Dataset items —
= = = = = = =
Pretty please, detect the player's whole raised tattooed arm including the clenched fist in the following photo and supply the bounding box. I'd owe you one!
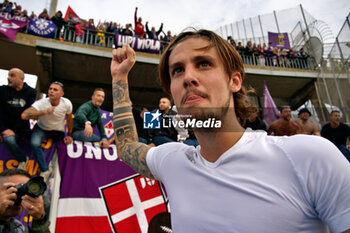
[111,45,153,178]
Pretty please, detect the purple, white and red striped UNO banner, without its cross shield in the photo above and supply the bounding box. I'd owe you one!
[55,141,136,233]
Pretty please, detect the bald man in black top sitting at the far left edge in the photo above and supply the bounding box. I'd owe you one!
[0,68,36,169]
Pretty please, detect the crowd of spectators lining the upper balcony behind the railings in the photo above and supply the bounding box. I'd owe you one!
[0,0,314,69]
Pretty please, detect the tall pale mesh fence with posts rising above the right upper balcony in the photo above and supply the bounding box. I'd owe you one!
[216,5,334,68]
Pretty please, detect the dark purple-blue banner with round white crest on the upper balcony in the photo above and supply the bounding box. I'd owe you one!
[28,19,56,38]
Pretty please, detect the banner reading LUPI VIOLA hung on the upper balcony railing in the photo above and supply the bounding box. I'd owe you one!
[115,34,162,53]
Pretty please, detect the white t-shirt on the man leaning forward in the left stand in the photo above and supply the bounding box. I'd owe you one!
[32,97,73,132]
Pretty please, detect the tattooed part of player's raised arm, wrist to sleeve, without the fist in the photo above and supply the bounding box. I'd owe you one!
[113,81,153,177]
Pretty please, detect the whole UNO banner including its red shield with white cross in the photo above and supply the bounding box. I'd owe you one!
[55,141,166,233]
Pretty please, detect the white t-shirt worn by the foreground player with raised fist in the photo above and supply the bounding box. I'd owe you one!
[146,129,350,233]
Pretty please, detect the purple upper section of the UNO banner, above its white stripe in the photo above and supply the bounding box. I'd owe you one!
[57,141,136,198]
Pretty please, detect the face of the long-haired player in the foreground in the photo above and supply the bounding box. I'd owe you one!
[169,38,241,119]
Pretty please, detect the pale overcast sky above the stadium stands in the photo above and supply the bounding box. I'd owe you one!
[12,0,350,37]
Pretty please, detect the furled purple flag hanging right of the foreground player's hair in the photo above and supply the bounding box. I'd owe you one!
[263,80,280,126]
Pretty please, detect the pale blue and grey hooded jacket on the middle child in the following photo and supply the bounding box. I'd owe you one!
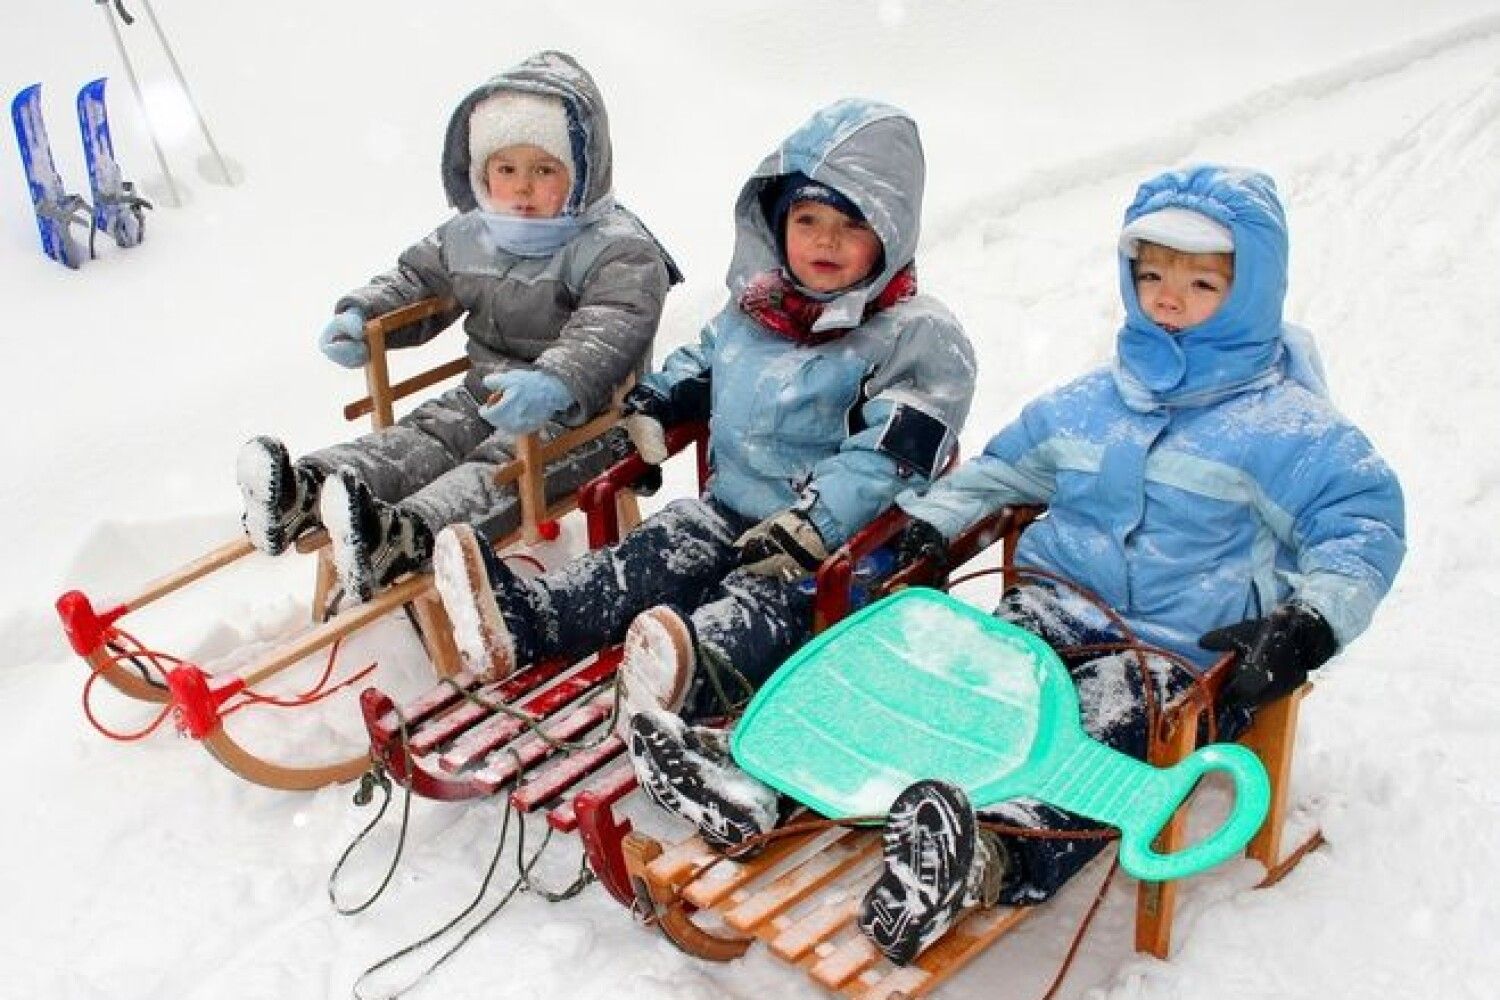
[647,100,975,547]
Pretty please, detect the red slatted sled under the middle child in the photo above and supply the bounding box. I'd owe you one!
[362,424,1032,909]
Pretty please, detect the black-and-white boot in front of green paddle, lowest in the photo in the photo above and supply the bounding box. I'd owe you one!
[858,781,1010,966]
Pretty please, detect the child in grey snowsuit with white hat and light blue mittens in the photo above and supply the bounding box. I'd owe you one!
[237,52,680,600]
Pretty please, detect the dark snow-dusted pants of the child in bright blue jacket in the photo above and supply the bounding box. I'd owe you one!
[983,585,1250,906]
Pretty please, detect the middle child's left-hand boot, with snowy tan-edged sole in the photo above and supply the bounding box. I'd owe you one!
[432,523,537,681]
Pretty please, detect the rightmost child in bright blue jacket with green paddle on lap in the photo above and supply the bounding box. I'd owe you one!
[633,166,1406,963]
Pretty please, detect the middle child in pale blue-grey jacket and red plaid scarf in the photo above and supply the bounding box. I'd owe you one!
[434,99,975,791]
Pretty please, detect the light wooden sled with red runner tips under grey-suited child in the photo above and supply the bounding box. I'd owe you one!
[57,298,639,790]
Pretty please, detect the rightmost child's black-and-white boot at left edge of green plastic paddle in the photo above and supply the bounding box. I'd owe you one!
[629,709,780,850]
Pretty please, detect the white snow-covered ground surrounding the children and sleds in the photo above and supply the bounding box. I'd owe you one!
[0,0,1500,1000]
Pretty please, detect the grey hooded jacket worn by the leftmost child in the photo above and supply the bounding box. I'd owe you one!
[335,52,678,424]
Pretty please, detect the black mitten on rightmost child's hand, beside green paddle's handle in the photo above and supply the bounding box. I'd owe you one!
[1199,601,1338,708]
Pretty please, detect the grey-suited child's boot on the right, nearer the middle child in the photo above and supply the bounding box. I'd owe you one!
[320,469,432,601]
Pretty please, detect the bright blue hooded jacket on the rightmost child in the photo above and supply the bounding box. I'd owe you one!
[902,166,1406,663]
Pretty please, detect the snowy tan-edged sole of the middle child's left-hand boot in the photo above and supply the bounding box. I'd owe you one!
[432,528,516,681]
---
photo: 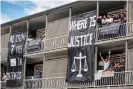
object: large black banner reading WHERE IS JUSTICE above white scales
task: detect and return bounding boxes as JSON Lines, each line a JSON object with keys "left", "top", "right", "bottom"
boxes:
{"left": 66, "top": 11, "right": 96, "bottom": 82}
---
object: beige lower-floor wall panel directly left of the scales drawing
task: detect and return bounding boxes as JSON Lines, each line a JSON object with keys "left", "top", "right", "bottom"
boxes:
{"left": 44, "top": 57, "right": 67, "bottom": 77}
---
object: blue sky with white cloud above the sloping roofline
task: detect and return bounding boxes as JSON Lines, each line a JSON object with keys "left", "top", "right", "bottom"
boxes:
{"left": 0, "top": 0, "right": 76, "bottom": 24}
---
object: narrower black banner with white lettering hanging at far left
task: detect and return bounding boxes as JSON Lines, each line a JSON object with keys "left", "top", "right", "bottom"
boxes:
{"left": 6, "top": 30, "right": 26, "bottom": 88}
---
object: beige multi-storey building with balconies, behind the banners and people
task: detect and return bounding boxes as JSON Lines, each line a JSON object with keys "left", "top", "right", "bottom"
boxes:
{"left": 1, "top": 0, "right": 133, "bottom": 89}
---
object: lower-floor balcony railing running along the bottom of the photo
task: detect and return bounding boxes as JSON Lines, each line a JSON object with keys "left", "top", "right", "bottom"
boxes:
{"left": 1, "top": 71, "right": 133, "bottom": 89}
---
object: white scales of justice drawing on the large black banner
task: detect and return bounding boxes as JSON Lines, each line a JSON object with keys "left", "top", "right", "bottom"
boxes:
{"left": 71, "top": 52, "right": 88, "bottom": 77}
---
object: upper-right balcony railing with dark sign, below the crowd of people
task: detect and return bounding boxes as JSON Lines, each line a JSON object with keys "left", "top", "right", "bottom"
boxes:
{"left": 96, "top": 22, "right": 133, "bottom": 41}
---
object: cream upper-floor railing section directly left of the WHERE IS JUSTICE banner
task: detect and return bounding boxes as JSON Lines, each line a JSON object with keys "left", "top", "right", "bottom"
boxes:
{"left": 44, "top": 35, "right": 68, "bottom": 51}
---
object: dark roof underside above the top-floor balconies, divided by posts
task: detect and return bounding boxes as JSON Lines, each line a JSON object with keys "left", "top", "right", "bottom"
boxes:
{"left": 0, "top": 1, "right": 125, "bottom": 29}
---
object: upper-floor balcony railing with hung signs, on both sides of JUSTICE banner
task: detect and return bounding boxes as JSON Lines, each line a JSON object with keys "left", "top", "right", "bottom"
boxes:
{"left": 23, "top": 22, "right": 133, "bottom": 54}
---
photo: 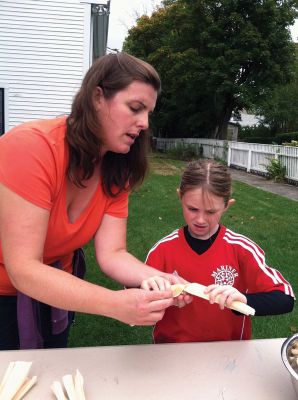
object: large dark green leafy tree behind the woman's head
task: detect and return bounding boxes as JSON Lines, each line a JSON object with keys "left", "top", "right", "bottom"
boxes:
{"left": 124, "top": 0, "right": 298, "bottom": 138}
= = = = = = =
Directions —
Scan the entries above for the line containing "object: narrower black", and copy it and all lines after it exactly, down to and including the line containing "object: beige multi-storey".

Answer to this exercise —
object: narrower black banner with white lettering hanging at far left
task: detect and return bounding boxes as JSON Lines, each line a JSON object with keys "left", "top", "right", "bottom"
boxes:
{"left": 6, "top": 30, "right": 26, "bottom": 88}
---
object: beige multi-storey building with balconies, behind the banners and people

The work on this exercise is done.